## Excerpted passage
==============================

I also made them a strawberry-banana sugar-free jello and stirred in a carton of banana yogurt, and they loved that, too. It's so low-calorie, but no one could tell.
And, of course, there was the carrot cake, which they gobbled up. (And which I avoided). Unfortunately, I did use a large amount of vegetable oil for that one!
Anyway...I wasn't perfect in my eating, but my weight has only continued to fluctuate about a half pound, so I'm not stressing out about it.
I have another habit that I need to kick, though. Growing up, my mom rarely bought soda (pop) for us kids to drink, so I rarely drank it until my 20's. Then, when I realized that diet pop had no calories and still tasted sweet, I started drinking one can about every other day. Unfortunately, I have continued that habit. The only diet soda available here is Diet Coke, which wouldn't normally be my first choice, but I like the sweetness. (And the zero calories!)
However, I'm sure that drinking 4 or 5 cans of Diet Coke each week does nothing good for my body in the long run...I've read some things about soda and none of it is positive. It's not like I'm drinking several cans a day...maybe one, if that. And it often takes away my sugar cravings. (temporarily) But I still feel "addicted," and I don't want to be addicted to any kind of food! (or drink)
Do any of you dieters drink a lot of diet pop? Does it help you avoid eating sweets? Do you recommend giving it up totally, or do you think it's okay to enjoy on a regular basis?
- Monday Oct 04, 2004
I managed to not freak out at the scale this morning. It was only a half pound fluctuation, so I didn't go crazy. Everyone who left comments made good points...things I will consider more seriously. I really should only weigh myself once a week. I'm just afraid that I will happen to weigh myself on a day when my weight is UP two pounds and then freak out...at least if I weigh myself every day, I can see the normal fluctuation, which usually helps me stay "on track" each day.
I'm having company over for lunch, but I made some food that I can enjoy, too. Dessert is a fattening carrot cake, but I won't have any. I made myself a small carrot cake using applesauce and fat-free cream cheese that I brought all the way back from the States! So if I'm really feeling deprived, I can have some of that.
I have more baking to do tonight, though. Some of my co-workers have "ordered" desserts from me, and since they don't have ovens, I offered to bake them what they want. I really should open my own bakery. Of course, that would also mean disaster for my figure, I'm sure.

==============================

## Work request
Copy the stretch of the diet blog entry from "And, of course, there" through "for that one!", swapping "carrot cake" for "apple pie". The rows have no connection to the diet blog entry.

## Information
==============================

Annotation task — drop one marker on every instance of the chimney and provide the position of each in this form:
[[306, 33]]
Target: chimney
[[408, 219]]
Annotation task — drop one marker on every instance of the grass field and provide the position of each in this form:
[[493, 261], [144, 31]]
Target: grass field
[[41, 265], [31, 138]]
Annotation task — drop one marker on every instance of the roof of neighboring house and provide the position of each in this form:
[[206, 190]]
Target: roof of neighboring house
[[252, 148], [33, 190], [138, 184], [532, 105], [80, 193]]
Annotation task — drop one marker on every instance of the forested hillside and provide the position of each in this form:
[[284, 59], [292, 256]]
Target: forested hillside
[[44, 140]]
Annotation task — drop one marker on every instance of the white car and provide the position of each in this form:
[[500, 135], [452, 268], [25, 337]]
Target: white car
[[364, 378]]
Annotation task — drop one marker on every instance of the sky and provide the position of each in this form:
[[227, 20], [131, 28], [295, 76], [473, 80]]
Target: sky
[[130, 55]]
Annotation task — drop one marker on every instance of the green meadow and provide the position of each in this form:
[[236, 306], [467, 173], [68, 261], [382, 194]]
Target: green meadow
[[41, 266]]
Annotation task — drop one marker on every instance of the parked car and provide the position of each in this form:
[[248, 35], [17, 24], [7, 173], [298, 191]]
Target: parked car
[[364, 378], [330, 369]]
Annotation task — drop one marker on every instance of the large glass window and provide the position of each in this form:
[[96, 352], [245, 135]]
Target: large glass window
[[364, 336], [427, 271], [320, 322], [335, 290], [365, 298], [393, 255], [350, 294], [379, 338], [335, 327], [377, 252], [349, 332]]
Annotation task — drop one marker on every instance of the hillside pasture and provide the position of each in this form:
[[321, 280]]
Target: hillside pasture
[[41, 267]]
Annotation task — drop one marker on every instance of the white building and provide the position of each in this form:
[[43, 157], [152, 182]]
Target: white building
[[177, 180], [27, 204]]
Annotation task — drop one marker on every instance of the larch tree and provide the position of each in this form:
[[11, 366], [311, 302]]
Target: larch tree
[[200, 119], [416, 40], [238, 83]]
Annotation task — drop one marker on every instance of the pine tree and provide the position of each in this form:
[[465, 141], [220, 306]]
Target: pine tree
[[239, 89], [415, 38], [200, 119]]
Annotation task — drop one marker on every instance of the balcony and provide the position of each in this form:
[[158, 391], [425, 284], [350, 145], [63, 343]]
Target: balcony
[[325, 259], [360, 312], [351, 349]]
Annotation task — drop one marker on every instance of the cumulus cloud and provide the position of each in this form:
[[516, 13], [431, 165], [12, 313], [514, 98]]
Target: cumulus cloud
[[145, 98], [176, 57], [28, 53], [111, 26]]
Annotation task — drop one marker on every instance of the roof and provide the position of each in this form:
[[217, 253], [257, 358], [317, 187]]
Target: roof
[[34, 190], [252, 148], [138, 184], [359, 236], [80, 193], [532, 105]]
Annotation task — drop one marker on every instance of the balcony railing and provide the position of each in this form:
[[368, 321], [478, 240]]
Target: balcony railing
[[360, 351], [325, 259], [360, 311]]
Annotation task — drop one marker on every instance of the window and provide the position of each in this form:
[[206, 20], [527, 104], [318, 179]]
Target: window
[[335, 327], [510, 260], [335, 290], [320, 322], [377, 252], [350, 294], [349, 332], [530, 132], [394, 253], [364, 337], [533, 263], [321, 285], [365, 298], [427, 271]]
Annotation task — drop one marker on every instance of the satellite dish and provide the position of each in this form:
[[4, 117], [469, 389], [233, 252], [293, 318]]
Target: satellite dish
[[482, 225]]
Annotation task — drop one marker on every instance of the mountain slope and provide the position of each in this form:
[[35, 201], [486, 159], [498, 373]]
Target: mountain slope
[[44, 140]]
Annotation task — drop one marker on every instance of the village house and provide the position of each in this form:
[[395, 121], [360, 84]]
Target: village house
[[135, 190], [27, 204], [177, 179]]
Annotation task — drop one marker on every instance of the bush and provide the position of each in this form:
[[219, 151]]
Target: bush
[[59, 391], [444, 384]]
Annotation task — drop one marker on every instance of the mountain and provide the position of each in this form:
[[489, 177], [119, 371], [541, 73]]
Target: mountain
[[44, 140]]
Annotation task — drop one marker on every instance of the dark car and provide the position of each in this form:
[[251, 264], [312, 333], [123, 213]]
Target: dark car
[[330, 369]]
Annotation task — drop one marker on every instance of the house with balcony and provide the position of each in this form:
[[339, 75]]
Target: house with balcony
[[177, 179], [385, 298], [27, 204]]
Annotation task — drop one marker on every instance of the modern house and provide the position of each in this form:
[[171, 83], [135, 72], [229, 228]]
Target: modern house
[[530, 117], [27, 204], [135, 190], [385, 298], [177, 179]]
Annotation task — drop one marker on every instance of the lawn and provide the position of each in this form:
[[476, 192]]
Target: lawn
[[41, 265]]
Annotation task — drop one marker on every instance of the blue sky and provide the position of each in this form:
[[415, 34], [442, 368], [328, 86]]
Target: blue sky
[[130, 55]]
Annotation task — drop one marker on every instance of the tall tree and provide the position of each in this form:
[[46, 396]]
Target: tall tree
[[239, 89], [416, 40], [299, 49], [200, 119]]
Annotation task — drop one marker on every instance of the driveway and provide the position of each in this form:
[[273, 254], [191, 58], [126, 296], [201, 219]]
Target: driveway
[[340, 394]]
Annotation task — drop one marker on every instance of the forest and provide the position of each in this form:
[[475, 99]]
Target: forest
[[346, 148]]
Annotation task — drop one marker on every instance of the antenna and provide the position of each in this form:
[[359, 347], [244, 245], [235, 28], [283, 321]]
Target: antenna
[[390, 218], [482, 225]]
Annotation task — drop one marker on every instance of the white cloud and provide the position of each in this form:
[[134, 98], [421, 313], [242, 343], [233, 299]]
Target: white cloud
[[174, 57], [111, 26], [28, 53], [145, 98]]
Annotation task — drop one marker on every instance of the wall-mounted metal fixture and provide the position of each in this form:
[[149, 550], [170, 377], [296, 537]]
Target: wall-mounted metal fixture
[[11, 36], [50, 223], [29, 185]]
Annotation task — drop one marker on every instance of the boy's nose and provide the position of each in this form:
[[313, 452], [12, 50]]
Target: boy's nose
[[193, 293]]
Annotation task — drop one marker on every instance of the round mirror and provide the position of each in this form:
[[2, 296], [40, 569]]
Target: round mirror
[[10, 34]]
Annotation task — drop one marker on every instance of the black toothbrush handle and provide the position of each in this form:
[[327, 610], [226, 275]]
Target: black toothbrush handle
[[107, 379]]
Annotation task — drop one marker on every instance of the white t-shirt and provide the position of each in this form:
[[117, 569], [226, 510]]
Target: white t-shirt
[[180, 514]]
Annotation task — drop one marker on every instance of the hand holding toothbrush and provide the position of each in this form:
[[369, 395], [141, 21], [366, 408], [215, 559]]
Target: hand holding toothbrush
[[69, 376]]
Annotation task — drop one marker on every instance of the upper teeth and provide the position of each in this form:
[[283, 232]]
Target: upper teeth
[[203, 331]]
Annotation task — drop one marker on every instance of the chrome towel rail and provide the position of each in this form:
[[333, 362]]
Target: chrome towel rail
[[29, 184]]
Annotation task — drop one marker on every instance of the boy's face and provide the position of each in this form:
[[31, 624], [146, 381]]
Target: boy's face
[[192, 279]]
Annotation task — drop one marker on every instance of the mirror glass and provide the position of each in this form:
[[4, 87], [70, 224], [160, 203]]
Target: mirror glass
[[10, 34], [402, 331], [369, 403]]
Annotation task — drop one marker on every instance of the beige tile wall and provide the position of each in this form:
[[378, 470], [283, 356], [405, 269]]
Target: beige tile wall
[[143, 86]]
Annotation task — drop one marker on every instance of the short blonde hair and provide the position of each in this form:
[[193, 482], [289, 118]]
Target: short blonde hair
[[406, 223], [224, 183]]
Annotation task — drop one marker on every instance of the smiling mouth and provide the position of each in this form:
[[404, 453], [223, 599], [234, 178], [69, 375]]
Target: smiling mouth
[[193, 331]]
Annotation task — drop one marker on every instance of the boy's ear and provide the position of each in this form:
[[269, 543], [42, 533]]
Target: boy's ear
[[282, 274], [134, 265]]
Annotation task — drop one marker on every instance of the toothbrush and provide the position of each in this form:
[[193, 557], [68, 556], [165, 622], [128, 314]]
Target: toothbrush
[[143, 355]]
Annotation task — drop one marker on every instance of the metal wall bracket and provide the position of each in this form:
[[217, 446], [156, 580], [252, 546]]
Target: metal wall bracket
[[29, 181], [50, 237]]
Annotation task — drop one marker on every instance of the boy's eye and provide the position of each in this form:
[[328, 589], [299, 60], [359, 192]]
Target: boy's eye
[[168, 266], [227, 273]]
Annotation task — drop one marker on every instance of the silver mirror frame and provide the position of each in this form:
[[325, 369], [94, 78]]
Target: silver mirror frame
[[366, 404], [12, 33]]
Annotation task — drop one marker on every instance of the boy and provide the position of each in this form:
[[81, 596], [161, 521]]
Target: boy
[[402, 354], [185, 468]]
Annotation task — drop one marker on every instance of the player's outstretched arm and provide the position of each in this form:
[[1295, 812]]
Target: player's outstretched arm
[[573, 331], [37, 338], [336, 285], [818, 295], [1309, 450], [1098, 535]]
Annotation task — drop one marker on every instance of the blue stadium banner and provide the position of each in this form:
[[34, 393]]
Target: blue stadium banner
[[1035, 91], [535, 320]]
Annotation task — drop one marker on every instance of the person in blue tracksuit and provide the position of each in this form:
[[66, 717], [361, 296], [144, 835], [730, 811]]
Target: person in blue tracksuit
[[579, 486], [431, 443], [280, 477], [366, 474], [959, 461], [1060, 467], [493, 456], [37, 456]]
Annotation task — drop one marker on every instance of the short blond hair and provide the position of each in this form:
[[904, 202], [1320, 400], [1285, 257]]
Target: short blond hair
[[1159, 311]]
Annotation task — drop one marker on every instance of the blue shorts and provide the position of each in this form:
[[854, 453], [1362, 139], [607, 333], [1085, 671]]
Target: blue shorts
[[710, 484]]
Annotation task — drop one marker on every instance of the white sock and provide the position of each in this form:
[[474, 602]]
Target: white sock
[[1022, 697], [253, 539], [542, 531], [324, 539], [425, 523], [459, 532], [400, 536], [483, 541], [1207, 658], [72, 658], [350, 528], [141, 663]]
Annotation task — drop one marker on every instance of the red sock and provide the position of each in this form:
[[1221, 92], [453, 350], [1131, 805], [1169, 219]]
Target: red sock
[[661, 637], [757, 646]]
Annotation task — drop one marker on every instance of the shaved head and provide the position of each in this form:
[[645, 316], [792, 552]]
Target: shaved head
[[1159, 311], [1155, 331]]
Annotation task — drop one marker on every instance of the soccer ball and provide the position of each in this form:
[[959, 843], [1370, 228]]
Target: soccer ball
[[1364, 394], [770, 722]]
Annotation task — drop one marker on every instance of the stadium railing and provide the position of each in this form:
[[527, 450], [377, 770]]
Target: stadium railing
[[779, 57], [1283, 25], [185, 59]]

==============================

## Exercise solution
And, of course, there was the apple pie, which they gobbled up. (And which I avoided). Unfortunately, I did use a large amount of vegetable oil for that one!